_WHAT IS ASKED:_
Retype each line of the material exactly, please, skipping any picture in it.

_INPUT ROWS:_
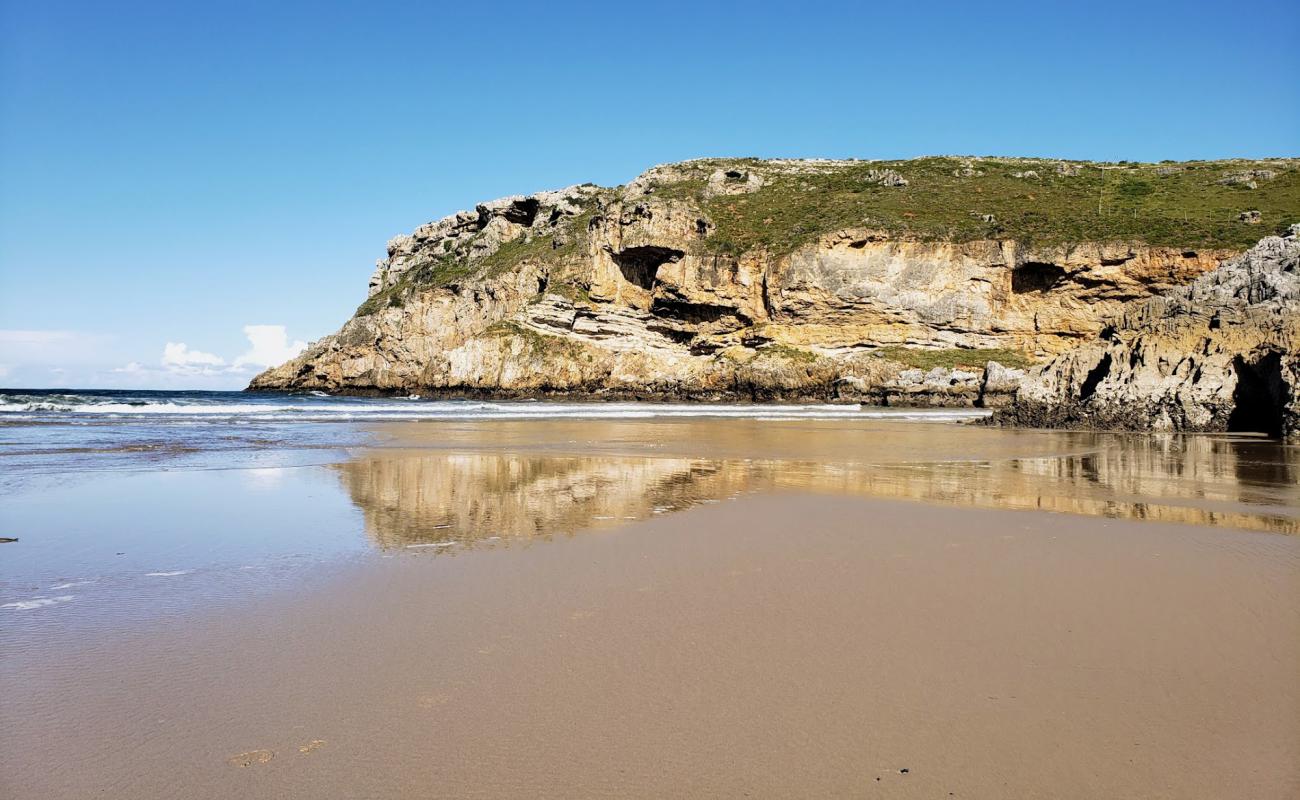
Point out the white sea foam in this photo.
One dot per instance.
(37, 602)
(321, 407)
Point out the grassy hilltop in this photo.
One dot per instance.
(1043, 202)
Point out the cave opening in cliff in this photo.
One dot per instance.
(640, 264)
(523, 212)
(1035, 276)
(1093, 379)
(1260, 396)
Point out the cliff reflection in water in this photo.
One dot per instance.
(447, 498)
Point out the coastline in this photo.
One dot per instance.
(836, 645)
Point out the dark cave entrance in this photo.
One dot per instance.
(1093, 379)
(640, 264)
(1260, 396)
(1035, 276)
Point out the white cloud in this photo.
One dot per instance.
(177, 355)
(271, 346)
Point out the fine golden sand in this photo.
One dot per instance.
(663, 612)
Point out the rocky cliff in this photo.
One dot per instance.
(1218, 354)
(740, 279)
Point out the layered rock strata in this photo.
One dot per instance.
(1220, 354)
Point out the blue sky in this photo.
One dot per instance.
(172, 173)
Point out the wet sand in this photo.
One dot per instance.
(538, 614)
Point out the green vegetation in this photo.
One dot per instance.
(536, 342)
(954, 358)
(785, 351)
(1184, 206)
(950, 199)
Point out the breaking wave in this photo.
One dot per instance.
(198, 406)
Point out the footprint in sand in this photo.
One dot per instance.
(250, 759)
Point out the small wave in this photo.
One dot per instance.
(319, 406)
(37, 602)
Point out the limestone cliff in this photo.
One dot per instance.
(753, 280)
(1220, 354)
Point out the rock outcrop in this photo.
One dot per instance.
(1220, 354)
(762, 280)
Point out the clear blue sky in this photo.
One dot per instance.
(173, 172)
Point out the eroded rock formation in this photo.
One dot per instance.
(1220, 354)
(754, 280)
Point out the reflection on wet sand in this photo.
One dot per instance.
(511, 489)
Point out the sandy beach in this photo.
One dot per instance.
(641, 609)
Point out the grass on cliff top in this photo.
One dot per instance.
(954, 358)
(447, 269)
(1181, 206)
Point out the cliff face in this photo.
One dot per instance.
(1220, 354)
(754, 280)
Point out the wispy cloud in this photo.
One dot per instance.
(271, 346)
(177, 355)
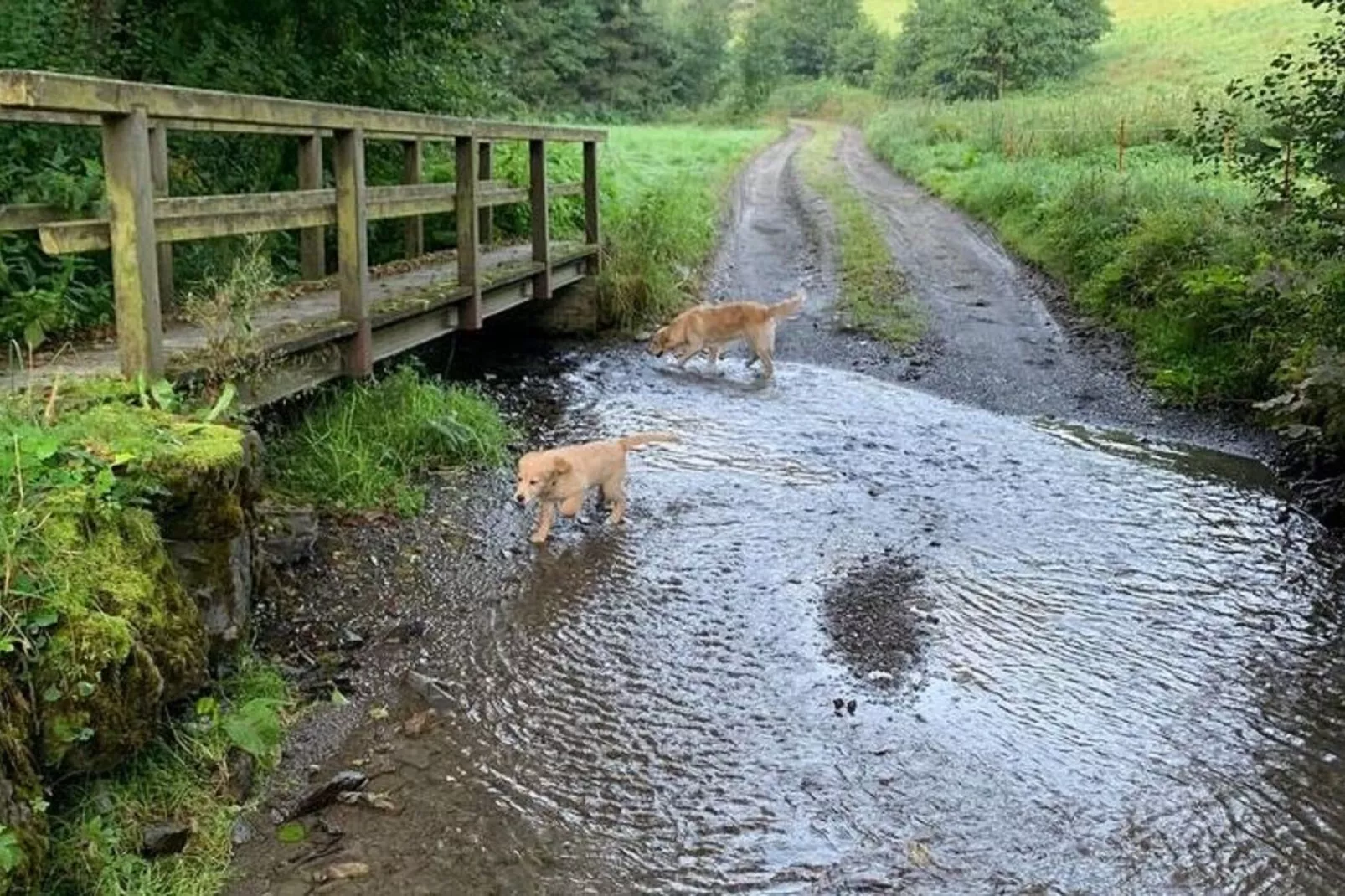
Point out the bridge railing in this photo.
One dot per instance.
(143, 219)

_OUTPUT OF THE EXERCISE:_
Point out the white sea foam in this photo.
One dot per instance.
(37, 602)
(321, 407)
Point out the grassy hilltop in this photo.
One dot per instance.
(1043, 202)
Point out the cave opening in cliff in this photo.
One dot per instance.
(640, 264)
(523, 212)
(1035, 276)
(1093, 379)
(1260, 396)
Point out the cliff reflection in water in this photo.
One dot per instance.
(447, 498)
Point out the coastline in this photo.
One dot per instance.
(836, 645)
Point out the dark cave entrance in this photo.
One dot per instance.
(1093, 379)
(640, 264)
(1260, 396)
(1035, 276)
Point out the white cloud in this photo.
One dot per instance.
(177, 355)
(271, 346)
Point out the fine golden sand in this photo.
One dot per instance.
(663, 612)
Point out the rocky cliff in this photo.
One dot per instance.
(1218, 354)
(740, 279)
Point out the layered rock strata in this photo.
One dot per instance.
(1220, 354)
Point out the blue sky in this photo.
One dot per instance.
(172, 173)
Point out the wet sand in this photo.
One dot per instance.
(538, 614)
Point out the green vegetation in this photo.
One dot per instance.
(536, 342)
(954, 358)
(785, 351)
(1184, 206)
(950, 199)
Point out the breaking wave in this photo.
One dot per instance.
(198, 406)
Point out the footprint in sand in this photo.
One dot per instance.
(250, 759)
Point out the small wave in this photo.
One dot per instance.
(319, 406)
(37, 602)
Point out the limestone cliff in this photo.
One dot per instance.
(753, 280)
(1220, 354)
Point out the rock outcrop in this photo.
One dot per instance.
(1220, 354)
(762, 280)
Point out the clear blue sky in this photo.
One dot per instance.
(173, 172)
Point out the eroded rock formation in this photo.
One dot per instance.
(1220, 354)
(754, 280)
Point out the reflection on wet sand in this photo.
One dot per instance.
(511, 489)
Point out the sandy beach in this photo.
One dot per instance.
(641, 609)
Point out the grass on cliff top in this photo.
One dot per instance.
(954, 358)
(447, 269)
(1181, 206)
Point out the cliff face in this photo.
One dot per instance.
(1220, 354)
(754, 280)
Point out the wispy cloud in this photo.
One dot per instance.
(271, 346)
(177, 355)
Point out the bridge railing in this photo.
One dot per instance.
(143, 219)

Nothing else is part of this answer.